>> Begin DOCUMENT TEXT

On Fri, Mar 27, 2020 at 10:24:52PM +0100, Laslo Hunhold wrote:
> ... This will cover 99.5% of all cases...
What do you mean? They managed to add in grapheme cluster definition some weird
edge cases up to 0.5%??
About string comparison: if I recall well, after utf-8 normalization (n11n), strings
are supposed to be 100% perfect for comparison byte per byte.
The more you know: utf-8 n11n got its way in linux filesystems support, and
that quite recently. This will become a problem for terminal based
applications. In near future gnu/linux distros, the filenames will become
normalized using the "right way"(TM) n11n.

>> End DOCUMENT TEXT
>> Begin INFORMATION PROVIDED

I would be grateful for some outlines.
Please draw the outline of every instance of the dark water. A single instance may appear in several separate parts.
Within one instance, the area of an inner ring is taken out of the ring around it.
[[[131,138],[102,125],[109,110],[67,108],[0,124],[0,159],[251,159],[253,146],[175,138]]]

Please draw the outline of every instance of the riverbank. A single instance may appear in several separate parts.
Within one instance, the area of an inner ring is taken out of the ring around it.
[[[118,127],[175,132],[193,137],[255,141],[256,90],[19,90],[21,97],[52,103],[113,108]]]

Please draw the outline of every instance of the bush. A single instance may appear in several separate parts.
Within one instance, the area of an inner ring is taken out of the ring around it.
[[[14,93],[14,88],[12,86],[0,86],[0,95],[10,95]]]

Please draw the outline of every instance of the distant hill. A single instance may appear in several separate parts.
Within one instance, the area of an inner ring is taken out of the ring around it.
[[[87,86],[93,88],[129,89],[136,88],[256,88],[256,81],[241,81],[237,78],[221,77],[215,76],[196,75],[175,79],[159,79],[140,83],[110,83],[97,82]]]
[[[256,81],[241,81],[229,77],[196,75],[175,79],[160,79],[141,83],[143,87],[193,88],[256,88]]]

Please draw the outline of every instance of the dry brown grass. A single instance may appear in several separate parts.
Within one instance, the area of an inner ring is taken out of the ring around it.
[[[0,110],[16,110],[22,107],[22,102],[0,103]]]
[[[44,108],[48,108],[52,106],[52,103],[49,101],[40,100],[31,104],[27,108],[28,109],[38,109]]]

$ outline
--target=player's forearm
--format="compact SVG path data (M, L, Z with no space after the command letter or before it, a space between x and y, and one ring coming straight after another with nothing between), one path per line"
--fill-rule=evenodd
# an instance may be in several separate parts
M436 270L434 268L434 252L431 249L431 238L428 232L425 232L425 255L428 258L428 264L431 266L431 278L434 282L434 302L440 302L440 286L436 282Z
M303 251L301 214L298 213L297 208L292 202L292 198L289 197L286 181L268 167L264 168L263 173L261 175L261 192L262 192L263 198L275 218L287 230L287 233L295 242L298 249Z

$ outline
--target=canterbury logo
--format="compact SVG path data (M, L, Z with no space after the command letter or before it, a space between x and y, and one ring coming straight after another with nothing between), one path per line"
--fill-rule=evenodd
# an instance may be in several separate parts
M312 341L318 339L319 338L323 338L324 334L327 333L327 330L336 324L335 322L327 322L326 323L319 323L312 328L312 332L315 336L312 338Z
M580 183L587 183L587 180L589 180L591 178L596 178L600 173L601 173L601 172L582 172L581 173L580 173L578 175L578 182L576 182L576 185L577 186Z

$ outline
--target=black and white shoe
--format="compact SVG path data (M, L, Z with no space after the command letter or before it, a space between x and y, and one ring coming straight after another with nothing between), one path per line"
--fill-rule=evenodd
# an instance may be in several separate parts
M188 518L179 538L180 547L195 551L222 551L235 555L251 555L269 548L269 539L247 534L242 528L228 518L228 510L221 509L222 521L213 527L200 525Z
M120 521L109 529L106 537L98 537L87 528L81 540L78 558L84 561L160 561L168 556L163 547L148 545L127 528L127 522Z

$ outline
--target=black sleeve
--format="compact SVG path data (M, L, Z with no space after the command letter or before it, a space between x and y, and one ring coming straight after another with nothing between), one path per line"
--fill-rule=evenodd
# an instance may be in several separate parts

>> End INFORMATION PROVIDED

WRITTEN PROBLEM 1
Could you give the post about UTF-8 normalization again, starting with "On Fri, Mar" and going on through "up to 0.5%??", and switch "edge cases" to "corner cases" in that passage?
WRITTEN PROBLEM 2
Can you resume the post about UTF-8 normalization from the point where it stops?
The material has no connection to the post about UTF-8 normalization.

RESULT 1
On Fri, Mar 27, 2020 at 10:24:52PM +0100, Laslo Hunhold wrote:
> ... This will cover 99.5% of all cases...
What do you mean? They managed to add in grapheme cluster definition some weird
corner cases up to 0.5%??

RESULT 2
This "right way"(TM) n11n (there are 2 n11ns) produces only non-pre-composed
grapheme cluster of codepoints (but in the CJK realm, there are exceptions if I
recall properly). AFAIK, all terminal based applications do expect
"pre-composed" grapheme codepoint.
For instance the french letter 'è' won't be 1 codepoint anymore, but 'e' + '`'
(I don't recall the n11n order), namely a sequence of 2 codepoints.
I am a bit scared because software like ncurses, lynx, links, vim, may use the
abominations of software we discussed earlier to handle all this.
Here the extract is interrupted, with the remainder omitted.